Prompt:
Can you print the material below word for word, every line of it, leaving the pictures out?

Given data:

_ _ _ _ _

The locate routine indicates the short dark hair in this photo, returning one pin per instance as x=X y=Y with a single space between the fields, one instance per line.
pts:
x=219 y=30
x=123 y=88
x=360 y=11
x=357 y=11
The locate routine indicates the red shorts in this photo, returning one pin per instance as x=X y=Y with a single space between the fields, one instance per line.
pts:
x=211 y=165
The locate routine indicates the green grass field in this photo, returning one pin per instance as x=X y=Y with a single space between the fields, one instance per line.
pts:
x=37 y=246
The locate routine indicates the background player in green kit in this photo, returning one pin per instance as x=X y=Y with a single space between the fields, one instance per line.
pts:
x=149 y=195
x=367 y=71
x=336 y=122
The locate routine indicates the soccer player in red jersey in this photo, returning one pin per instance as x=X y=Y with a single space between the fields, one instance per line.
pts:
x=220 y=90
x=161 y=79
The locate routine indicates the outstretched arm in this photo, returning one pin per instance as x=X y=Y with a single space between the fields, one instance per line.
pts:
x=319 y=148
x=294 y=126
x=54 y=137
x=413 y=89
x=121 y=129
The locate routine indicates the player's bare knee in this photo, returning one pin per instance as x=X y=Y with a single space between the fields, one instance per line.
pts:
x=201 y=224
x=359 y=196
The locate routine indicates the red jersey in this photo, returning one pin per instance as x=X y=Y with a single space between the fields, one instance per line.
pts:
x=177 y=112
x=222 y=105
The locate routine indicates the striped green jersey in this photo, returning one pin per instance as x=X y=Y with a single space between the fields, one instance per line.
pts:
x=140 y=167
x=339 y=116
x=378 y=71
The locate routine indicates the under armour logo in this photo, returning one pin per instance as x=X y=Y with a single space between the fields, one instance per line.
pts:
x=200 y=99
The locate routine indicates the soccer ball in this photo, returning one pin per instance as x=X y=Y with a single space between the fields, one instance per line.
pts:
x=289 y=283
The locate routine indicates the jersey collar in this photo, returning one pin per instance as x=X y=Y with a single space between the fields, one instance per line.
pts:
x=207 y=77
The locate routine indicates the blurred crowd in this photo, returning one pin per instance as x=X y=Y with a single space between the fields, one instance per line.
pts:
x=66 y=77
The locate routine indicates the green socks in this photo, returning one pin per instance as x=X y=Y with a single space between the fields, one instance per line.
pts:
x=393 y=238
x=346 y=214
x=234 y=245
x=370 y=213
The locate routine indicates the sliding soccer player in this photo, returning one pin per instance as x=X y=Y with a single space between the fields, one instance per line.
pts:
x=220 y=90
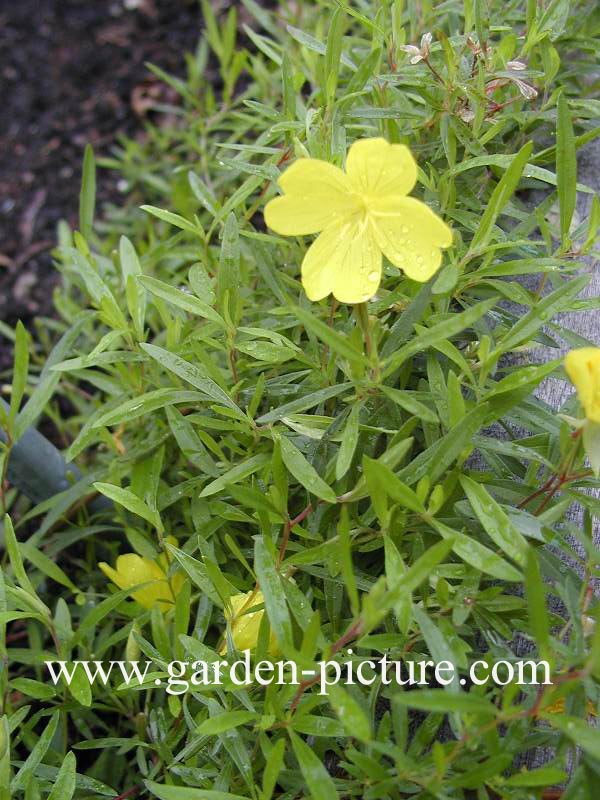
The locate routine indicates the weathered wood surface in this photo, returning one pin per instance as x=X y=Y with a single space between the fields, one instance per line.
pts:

_ _ _ _ _

Task result:
The locate routine indicates the short dark hair in this photo, returning one pin per instance as x=X y=Y with a single space between the fields, one instance per line.
pts:
x=219 y=30
x=123 y=88
x=360 y=11
x=357 y=11
The locate routine indicates the red shorts in this photo, returning one pin per instance as x=X y=Y with a single space between the fields, one instance per line.
pts:
x=211 y=165
The locate routine indicates the green grass field in this photo, returning one pin per instance as x=X y=Y with a single space between the fields, one instance per line.
pts:
x=37 y=246
The locate routine indicates the background player in green kit in this photo, returning one pin per instance as x=X y=Y with a single space between the fields, one instance per line.
pts:
x=149 y=195
x=367 y=71
x=336 y=122
The locate routine indicates the soccer player in red jersey in this photo, returning one pin per instance as x=X y=Y with a single space between the fields, one instance per line.
pts:
x=220 y=90
x=161 y=79
The locate routine indicates the outstretched arm in this photo, returning one pin per instance as x=X y=Y with a single space between the fields, one instance per line.
pts:
x=319 y=148
x=294 y=126
x=54 y=137
x=413 y=89
x=121 y=129
The locate routine indicates the player's bare knee in this photo, returning one pin per instance as x=X y=Y with a single space between the fields, one instance per line.
pts:
x=201 y=224
x=359 y=196
The locate routine indicates the red jersey in this photo, returning one pin per instance as x=X y=Y with a single space between the fields, one instance per line.
pts:
x=177 y=112
x=222 y=105
The locate routine indicates the striped green jersey in this photo, returning one pin per instance as x=X y=Y with a single space between the fields, one instance per line.
pts:
x=140 y=167
x=339 y=116
x=378 y=71
The locate routine indicates the under armour logo in this photo, returning one pin per instance as x=X y=Y with a single space between the fields, one instance per line.
pts:
x=200 y=99
The locate routine indicates the soccer ball in this photo, returning one pin per instance as x=X y=Y with a single space between the fields, one instance per line.
pts:
x=289 y=283
The locate routine indicates the jersey collar in this photo, returning one pin per instance as x=X y=Y with a single space between the fields, one instance per line.
pts:
x=207 y=77
The locate routine indicates the blurred crowd in this photo, returning one pin per instance as x=X y=Y with a single space between the fields, one instance per line.
pts:
x=66 y=77
The locate routine indicates the green socks in this photo, returning one pin per instance as x=X y=Y with a single space between the fields, one instance per line.
pts:
x=393 y=238
x=346 y=214
x=234 y=245
x=370 y=213
The locate routine indicates the sliding soccer player in this photo, returning one pin per instance as x=X y=Y with a single space between the fields, one instance per line.
pts:
x=220 y=90
The locate routine indicates the weathered wood surface in this photo, returning one pin per instance as x=X y=Y with a single space between the fields, one instance per line.
pts:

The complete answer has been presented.